DOCUMENT SEGMENT =>
..............................

Yeah, it’s a compormise.
Much as I came to score Griggs, he is lost to me on Instagram.. I did sign up just for him, but it just turned out that I won’t keep checking for posts.
Your blog is the best, even down to bring able to follow a post for come without making a comment each and every time, and without having to deal with a confirm for each follow.
I certainly appreciate your sacrifice, and the people who comment. I love the back and forth, where you provide fresh Intel and often are rewarded with information from those who have walked where you are walking, or who are in place to meet up and help out.
I know you are touching my life and so many others, so consider in my case you are adding a dimension to my life that helps me to do the volunteer work!
The Quickhiker 2 weighs 2kg and costs only 120e.
Good to know.
What’s it with you “I should have worn my brace, but I was hard headed” and chocolate pudding?! Just joking. Sometimes we’ve a few things to learn by experience, even if we have to keep doing it over and over, apparently. I think we are all the same, just in different ways. I hope you are having fun!!!
Go!Wired!Go!
I wore the brace the next day, and can’t seem to win. It irritates my skin and tendons at times and is a trade off for one pain for another. IDK.
You’ve probably tried this, but how about a very thin liner sock, then the brace? Sounds hot but maybe it would offset the irritation? Pain sucks….
Ditto to JerryW, your blog is amazing, no doubt about it. Nothing like this comes for free, except to all of us whom are subscribed to it. Thanks are never enough.

..............................

GIVEN DATA =>
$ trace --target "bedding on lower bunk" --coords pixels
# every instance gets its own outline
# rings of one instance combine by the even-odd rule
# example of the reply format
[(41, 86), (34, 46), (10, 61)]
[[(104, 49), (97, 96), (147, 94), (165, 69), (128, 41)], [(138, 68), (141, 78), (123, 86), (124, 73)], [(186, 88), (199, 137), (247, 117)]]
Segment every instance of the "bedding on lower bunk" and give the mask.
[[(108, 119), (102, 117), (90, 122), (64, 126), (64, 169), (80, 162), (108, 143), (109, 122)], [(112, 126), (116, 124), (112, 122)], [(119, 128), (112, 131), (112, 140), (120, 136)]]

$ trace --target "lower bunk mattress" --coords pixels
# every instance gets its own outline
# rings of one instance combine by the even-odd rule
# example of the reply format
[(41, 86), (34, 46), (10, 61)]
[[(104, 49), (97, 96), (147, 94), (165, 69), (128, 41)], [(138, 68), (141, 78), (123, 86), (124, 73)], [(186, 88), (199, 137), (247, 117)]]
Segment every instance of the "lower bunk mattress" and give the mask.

..............................

WHAT TO WORK ON => Write out the part of the comment thread starting with "Yeah, it’s a" and going on through "checking for posts.", word for word. The entries stand apart from the comment thread and have no link to it.

EXERCISE OUTPUT =>
Yeah, it’s a compormise.
Much as I came to score Griggs, he is lost to me on Instagram.. I did sign up just for him, but it just turned out that I won’t keep checking for posts.